(Photo-based referring expression data)

+ + +

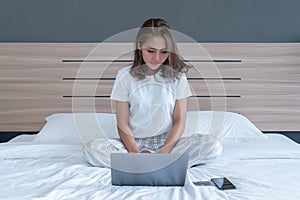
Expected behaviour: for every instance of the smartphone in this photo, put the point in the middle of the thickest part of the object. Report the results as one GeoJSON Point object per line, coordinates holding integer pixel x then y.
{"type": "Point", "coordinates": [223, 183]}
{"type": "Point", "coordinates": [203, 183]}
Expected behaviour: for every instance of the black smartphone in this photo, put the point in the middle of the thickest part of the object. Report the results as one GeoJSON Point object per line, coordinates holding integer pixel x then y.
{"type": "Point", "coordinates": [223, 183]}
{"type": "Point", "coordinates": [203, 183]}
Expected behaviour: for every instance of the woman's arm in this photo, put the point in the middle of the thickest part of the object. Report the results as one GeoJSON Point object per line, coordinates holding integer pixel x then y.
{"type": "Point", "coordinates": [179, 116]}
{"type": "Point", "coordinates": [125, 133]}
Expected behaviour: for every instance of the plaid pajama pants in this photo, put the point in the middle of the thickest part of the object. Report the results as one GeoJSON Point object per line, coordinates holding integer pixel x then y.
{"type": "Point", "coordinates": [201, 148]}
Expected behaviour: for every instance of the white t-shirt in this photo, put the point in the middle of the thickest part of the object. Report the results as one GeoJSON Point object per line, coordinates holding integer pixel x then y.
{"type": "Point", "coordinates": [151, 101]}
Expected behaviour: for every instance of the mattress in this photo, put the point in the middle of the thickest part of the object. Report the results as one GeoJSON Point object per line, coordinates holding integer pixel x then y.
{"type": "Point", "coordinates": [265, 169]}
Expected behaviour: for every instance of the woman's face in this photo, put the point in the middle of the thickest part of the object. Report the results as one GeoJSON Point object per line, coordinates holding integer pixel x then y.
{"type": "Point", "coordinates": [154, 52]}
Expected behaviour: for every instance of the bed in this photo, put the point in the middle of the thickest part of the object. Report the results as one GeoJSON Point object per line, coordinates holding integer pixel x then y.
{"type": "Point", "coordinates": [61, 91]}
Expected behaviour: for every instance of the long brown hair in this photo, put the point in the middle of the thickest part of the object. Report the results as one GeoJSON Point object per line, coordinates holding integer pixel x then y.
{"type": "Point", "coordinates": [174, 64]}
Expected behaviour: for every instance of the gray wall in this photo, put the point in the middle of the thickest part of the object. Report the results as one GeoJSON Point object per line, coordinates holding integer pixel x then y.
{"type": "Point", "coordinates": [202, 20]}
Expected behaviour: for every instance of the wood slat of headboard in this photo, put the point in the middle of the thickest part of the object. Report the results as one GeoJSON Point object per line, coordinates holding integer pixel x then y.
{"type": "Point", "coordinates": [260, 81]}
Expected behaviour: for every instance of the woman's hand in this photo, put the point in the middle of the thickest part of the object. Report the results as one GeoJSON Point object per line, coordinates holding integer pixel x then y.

+ + +

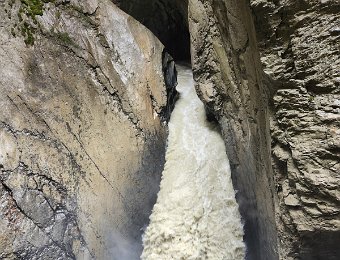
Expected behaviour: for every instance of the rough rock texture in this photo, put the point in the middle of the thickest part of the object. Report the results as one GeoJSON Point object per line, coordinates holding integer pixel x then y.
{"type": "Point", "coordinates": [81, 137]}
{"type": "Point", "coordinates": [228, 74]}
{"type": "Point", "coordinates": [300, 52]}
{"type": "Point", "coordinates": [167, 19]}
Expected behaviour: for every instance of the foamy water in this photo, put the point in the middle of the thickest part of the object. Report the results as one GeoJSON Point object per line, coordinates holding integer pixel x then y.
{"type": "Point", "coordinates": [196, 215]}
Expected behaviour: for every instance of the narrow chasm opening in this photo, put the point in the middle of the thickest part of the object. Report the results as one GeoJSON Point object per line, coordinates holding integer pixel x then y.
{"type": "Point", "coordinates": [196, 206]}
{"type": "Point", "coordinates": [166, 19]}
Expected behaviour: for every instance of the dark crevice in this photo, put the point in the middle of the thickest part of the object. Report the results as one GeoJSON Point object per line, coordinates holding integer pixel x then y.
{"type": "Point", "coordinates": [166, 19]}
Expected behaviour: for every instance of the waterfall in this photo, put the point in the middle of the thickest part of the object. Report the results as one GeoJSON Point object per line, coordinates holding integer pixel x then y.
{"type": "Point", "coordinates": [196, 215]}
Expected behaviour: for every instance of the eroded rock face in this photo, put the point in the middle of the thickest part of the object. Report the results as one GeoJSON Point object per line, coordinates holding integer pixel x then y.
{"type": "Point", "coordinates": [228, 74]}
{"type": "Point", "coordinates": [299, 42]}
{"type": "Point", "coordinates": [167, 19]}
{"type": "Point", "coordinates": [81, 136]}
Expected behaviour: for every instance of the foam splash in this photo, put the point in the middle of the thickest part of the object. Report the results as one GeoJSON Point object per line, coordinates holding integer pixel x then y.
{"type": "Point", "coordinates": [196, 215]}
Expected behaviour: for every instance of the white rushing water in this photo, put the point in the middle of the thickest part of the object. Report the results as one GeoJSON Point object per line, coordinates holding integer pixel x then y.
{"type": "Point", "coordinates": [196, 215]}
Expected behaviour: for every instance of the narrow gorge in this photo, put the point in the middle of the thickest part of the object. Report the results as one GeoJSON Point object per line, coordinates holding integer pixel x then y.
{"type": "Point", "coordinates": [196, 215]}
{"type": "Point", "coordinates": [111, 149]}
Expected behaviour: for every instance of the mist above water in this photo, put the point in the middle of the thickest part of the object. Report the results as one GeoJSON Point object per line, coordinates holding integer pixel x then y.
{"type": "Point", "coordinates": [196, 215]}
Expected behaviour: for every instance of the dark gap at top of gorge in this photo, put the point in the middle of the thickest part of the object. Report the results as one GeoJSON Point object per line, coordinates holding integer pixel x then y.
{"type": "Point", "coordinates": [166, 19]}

+ + +

* [WORK TASK]: Every line above from the line with "Expected behaviour: for every instance of the gray" to the line with "Expected behaviour: for every instance of the woman's hand", both included, must be reproduced exactly, and no other line may appear.

* [PROBLEM SOLUTION]:
Expected behaviour: for every instance of the gray wall in this photo, put the point in the middle of the thickest part of the object. Report the results as one GeoJSON Point object per line, coordinates holding integer pixel x then y.
{"type": "Point", "coordinates": [202, 20]}
Expected behaviour: for every instance of the wood slat of headboard in this photo, put the point in the middle of the thickest part of the object. Report the results as one GeoJSON Point object per line, coordinates holding integer pixel x then y.
{"type": "Point", "coordinates": [260, 81]}
Expected behaviour: for every instance of the woman's hand in this photo, put the point in the middle of the thickest part of the object. Report the results as one GeoJSON Point object per line, coordinates holding integer pixel x then y.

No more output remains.